■ **PROBLEM TO WORK ON**
When you reach the records below, output every one exactly as written but leave out any pictures.

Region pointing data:
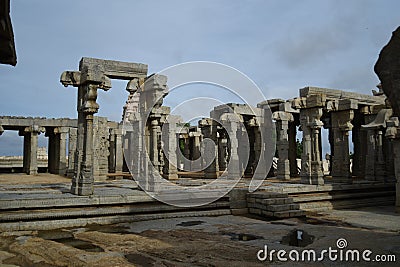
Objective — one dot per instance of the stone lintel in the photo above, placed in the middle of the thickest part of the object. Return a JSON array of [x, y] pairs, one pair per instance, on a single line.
[[317, 100], [346, 104], [16, 123], [114, 69], [339, 94], [380, 119], [282, 116]]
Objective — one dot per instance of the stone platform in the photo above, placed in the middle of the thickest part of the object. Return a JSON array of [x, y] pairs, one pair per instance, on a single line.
[[51, 206]]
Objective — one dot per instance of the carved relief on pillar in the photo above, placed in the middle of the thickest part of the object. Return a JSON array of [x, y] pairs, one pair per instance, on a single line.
[[341, 125], [210, 150], [230, 122], [375, 167], [282, 120], [30, 134], [310, 120]]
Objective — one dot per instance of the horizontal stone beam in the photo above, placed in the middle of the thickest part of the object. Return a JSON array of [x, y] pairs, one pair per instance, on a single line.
[[115, 69], [14, 123], [332, 94]]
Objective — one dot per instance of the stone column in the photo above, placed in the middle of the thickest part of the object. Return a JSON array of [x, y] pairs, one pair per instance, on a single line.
[[62, 133], [30, 134], [186, 150], [119, 156], [282, 120], [82, 184], [370, 155], [292, 149], [209, 130], [389, 160], [359, 140], [170, 145], [154, 155], [393, 133], [341, 125], [380, 168], [72, 141], [311, 161], [222, 152], [230, 124]]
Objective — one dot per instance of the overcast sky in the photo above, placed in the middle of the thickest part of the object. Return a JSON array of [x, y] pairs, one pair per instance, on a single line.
[[281, 45]]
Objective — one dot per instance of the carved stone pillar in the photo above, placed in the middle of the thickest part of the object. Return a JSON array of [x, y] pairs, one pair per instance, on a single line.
[[359, 137], [341, 125], [62, 133], [230, 124], [292, 150], [82, 183], [72, 141], [170, 145], [311, 161], [154, 155], [222, 152], [375, 168], [282, 120], [393, 133], [30, 134], [119, 157], [209, 130]]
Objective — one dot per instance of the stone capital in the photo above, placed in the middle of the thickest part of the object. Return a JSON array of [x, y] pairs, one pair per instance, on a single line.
[[392, 130], [34, 129], [342, 120], [282, 116], [90, 106]]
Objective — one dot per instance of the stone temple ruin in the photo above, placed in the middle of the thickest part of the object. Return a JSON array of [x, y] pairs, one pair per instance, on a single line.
[[96, 146]]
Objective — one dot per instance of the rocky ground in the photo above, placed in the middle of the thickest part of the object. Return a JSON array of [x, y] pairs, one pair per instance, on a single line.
[[205, 241]]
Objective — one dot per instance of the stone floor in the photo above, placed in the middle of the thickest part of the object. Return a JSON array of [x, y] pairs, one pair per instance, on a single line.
[[201, 241], [19, 178], [190, 241]]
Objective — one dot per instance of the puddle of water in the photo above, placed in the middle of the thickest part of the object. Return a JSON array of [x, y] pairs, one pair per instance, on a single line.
[[109, 229], [190, 223], [139, 259], [298, 238], [243, 237], [67, 238]]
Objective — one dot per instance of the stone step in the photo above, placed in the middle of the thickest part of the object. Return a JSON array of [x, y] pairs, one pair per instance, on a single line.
[[267, 195], [82, 222], [275, 201], [81, 212], [348, 203], [311, 197], [289, 213], [283, 207]]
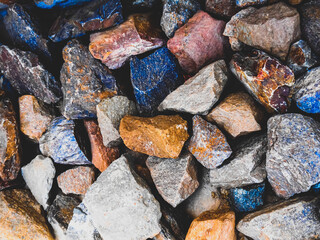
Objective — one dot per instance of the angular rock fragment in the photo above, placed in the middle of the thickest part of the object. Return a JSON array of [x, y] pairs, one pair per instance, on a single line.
[[135, 36], [208, 144], [200, 92], [160, 136], [268, 81]]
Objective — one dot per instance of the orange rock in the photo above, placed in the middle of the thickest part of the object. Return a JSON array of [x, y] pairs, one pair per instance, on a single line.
[[160, 136]]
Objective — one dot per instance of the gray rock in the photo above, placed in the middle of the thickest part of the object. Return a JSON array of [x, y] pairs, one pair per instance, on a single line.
[[295, 219], [199, 93], [175, 179]]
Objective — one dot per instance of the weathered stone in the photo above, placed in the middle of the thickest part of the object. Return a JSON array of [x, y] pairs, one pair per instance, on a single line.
[[238, 114], [293, 219], [275, 27], [199, 93], [198, 42], [135, 36], [267, 80], [110, 111], [293, 157], [160, 136], [208, 144]]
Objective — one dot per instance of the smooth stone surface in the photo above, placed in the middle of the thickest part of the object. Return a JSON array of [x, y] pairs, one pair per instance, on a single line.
[[200, 92]]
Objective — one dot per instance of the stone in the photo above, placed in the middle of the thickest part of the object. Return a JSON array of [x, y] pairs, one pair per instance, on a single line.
[[208, 144], [161, 136], [29, 76], [275, 27], [20, 216], [246, 166], [153, 78], [265, 78], [110, 111], [135, 36], [34, 117], [117, 192], [76, 180], [200, 92], [175, 179], [291, 219], [293, 159], [96, 15], [198, 42], [176, 13], [85, 83], [61, 143], [238, 114]]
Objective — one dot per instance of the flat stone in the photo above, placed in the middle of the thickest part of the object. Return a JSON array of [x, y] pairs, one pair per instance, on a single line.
[[200, 92], [175, 179], [265, 78], [238, 114], [275, 27], [293, 158], [208, 144], [110, 111], [198, 42], [135, 36]]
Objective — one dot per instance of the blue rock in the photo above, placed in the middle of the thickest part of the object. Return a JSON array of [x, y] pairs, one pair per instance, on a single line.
[[153, 78]]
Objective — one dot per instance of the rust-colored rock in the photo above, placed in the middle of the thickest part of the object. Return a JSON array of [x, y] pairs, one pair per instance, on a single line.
[[160, 136]]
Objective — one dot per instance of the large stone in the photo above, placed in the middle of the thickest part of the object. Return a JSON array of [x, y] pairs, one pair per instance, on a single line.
[[160, 136], [293, 158], [198, 42], [200, 92], [271, 28]]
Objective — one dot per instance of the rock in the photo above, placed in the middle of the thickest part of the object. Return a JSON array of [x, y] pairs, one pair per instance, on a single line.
[[275, 27], [200, 92], [135, 36], [198, 42], [110, 111], [293, 158], [153, 78], [96, 15], [280, 221], [265, 78], [28, 76], [246, 166], [76, 180], [175, 179], [20, 216], [208, 144], [61, 143], [34, 117], [160, 136], [84, 83], [238, 114]]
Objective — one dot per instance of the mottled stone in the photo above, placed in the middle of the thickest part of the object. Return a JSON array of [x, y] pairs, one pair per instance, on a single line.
[[208, 144], [200, 92], [265, 78], [275, 27], [160, 136], [293, 157], [198, 42], [135, 36]]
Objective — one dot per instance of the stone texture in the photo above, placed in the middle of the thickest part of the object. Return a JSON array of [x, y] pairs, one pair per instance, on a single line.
[[265, 78], [135, 36], [200, 92], [275, 27], [238, 114], [198, 42], [160, 136], [208, 144]]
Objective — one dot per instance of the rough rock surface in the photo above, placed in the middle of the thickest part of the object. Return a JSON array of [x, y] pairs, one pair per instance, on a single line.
[[161, 136], [199, 93]]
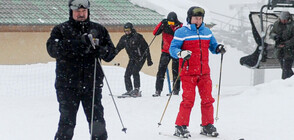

■ **SOLUTION BELOW**
Objective — one dot per instance of the stone lintel in the photo above, placed in the middle of the thickest part of the object. Return a JSON array of [x, y] pairs, one pair per instance, on a single line.
[[317, 100], [346, 104], [16, 123], [114, 69], [339, 94], [380, 119], [282, 116]]
Objective — one dot per instance of the stone platform in the photo above, placed in the middle of the thickest part of the object. Return a JSON array of [x, y] pairs, one pair per instance, on a single line.
[[51, 206]]
Objective — one dot per instance of the carved relief on pillar in the photo above, placed in the middle of the thickest part of the object. Return a JSON array of [x, y] pairs, one pair per instance, on a single line.
[[341, 125], [210, 150], [230, 122], [375, 167], [282, 120], [30, 134], [310, 120]]
Objective — one dot per instance of the horizontal stone beam in the photo above, placed in the middle of the thickest part of the object. Return a JSON array of [x, y] pairs, one pair per instance, on a single line.
[[115, 69], [14, 123], [332, 94]]
Objective — one dot per instance of the stone column in the photo above, placed in the middle of the thickest part of the object. Return a JSON array of [x, y] pairs, one pair per instance, on a single line.
[[62, 133], [30, 134], [186, 150], [119, 156], [282, 120], [82, 184], [370, 155], [292, 149], [209, 130], [389, 160], [359, 140], [170, 145], [154, 155], [393, 133], [341, 125], [380, 168], [72, 141], [311, 161], [222, 152], [230, 124]]
Objective — one dot per instance of the overcast sky in the photo above, placed in the middle of the thickest part of the object. Return a JSON array of [x, y] pairs, one pair per instance, on a single line.
[[281, 45]]
Objective — one dot per instance of the carved stone pillar in the photo above, placed in the middle of the thickest part of the object. Return a JSON array of [x, y] pairs, one pair per instance, on a single line.
[[359, 137], [341, 125], [62, 133], [230, 124], [292, 150], [82, 183], [72, 141], [170, 145], [311, 161], [154, 155], [222, 152], [375, 168], [282, 120], [393, 133], [30, 134], [119, 157], [209, 130]]
Objective — one dot per instance of the stone capital in the photo above, placed in the middle of the thickest part of the object. Return a JSON array of [x, y] pairs, one pair per instance, on a single line.
[[392, 130], [34, 129], [342, 120], [282, 116], [90, 106]]
Objective — one dot per instance of the stone temple ruin in the photo above, placed in the middle of the thickest part of the object. Return a JSON array of [x, y] pairs, one pair per instance, on a single line.
[[96, 146]]
Objective — one dot per instance of the rocky ground in the photo above, placed in the middle of the thickest part of the object. Return a JSON array of [x, y] pairs, one pair per instance, on a single line.
[[205, 241]]
Objective — one dot per instance of the stone floor in the photo above, placed in the middle of the thickest part of the object. Return a JSON array of [x, y] pairs, one pair per instance, on a single line.
[[201, 241], [19, 178], [190, 241]]
Objective — one dot per instance of the puddle of water in the photo above, placed in the middle of the thickest part of the object. Return a JSON array of [x, y] pairs, one pair per instance, on a single line.
[[109, 229], [190, 223], [139, 259], [298, 238], [243, 237], [67, 238]]
Objective — one dot per instance of the stone step in the photo above, placed in the middle of the thickest part of the object. Return a JSON array of [x, y] pairs, one pair per instance, on a single line.
[[267, 195], [82, 222], [275, 201], [81, 212], [348, 203], [311, 197], [289, 213], [283, 207]]
Objective — one dot per instance of the angular rock fragment in the photo above, placed in the middle of the thickest part of the object. Return a JSON array of [x, y] pairs, one pair per instance, on a single line.
[[135, 36], [208, 144], [200, 92], [160, 136], [268, 81]]
Objective — one dot per instance of the orange rock in the photo above, placed in the middle of the thickest part of the object. Return a JSON array of [x, y] pairs, one pair per instance, on a single line.
[[160, 136]]
Objective — one dot per instance of the gray rock in the photo above, placed in the middle of the thickest part of the object. Return a JSON array of [x, y] pairs, one pair per instance, on a single line.
[[295, 219], [199, 93], [175, 179]]
Objective — one dot per instance of the weathered stone in the photo above, placed in the middle of the thickest part of the object. Return a JSON array of [x, y] pairs, one pair per instance, on a single line.
[[238, 114], [293, 219], [275, 27], [199, 93], [198, 42], [135, 36], [267, 80], [110, 111], [293, 157], [160, 136], [208, 144]]
Objective — one dot per instance of the smooth stone surface in the photo above, placed in the middle of the thickest part of the object. Return a JSON array of [x, y] pairs, one pair per instance, on a single line.
[[200, 92]]
Objective — one dot per instance of the stone in the photo above, placed in the middle of the thickest part of the object. Return a JSON array of [x, y] pairs, one pair per instance, on a single line.
[[208, 144], [161, 136], [29, 76], [275, 27], [20, 216], [246, 166], [153, 78], [265, 78], [110, 111], [135, 36], [34, 117], [117, 192], [76, 180], [200, 92], [175, 179], [291, 219], [293, 159], [96, 15], [198, 42], [176, 13], [85, 83], [61, 143], [238, 114]]
Objective — one dot per instance of the flat stone in the photo above, placed in the middle of the thickest part of the object. Return a JSON array of [x, y] pairs, one pair per instance, on a single line.
[[200, 92], [175, 179], [265, 78], [238, 114], [275, 27], [293, 158], [208, 144], [110, 111], [198, 42], [135, 36]]
Objective — one dot per instance of the blue rock in the photo above, placed in the middle of the thickest part of the object. Return a JSON array of [x, y] pairs, one pair per instance, on a single line.
[[153, 78]]
Objective — one dot per instance of the rust-colored rock in the photo above, placed in the middle of the thickest part of the object. Return a JSON array of [x, y] pairs, one pair per instance, on a single line.
[[160, 136]]
Objective — one dot per instance of the large stone in the photo above, placed in the middle of the thickest part of the object. Return a JSON array of [x, y] pairs, one pair per instance, on a single line.
[[160, 136], [293, 158], [198, 42], [200, 92], [271, 28]]
Objective — one dot per instance of the rock in the photo above, placed in the middle of the thickest part of the object. Return a JSON array of [x, y] pairs, one pair per instance, on a single line.
[[275, 27], [200, 92], [135, 36], [198, 42], [110, 111], [293, 158], [153, 78], [96, 15], [280, 221], [265, 78], [28, 76], [246, 166], [76, 180], [175, 179], [20, 216], [208, 144], [61, 143], [34, 117], [160, 136], [84, 83], [238, 114]]
Objective — one dot per instance of the mottled stone in the photo above, placed in the middle of the thickest part of the object. Return a JSON array of [x, y] pairs, one pair per instance, on a single line.
[[208, 144], [200, 92], [265, 78], [275, 27], [160, 136], [293, 157], [198, 42], [135, 36]]
Objective — one dot per instance of the stone texture in the photo above, placed in the middle of the thickest part of the object. Return a JSON array of [x, y] pairs, one pair per instance, on a single line.
[[265, 78], [135, 36], [200, 92], [275, 27], [238, 114], [198, 42], [160, 136], [208, 144]]
Objective — one dot per instance of the rough rock surface in the photo above, placed in the middle of the thickest part of the object. Return a JSON array of [x, y] pairs, one pair per instance, on a single line.
[[161, 136], [199, 93]]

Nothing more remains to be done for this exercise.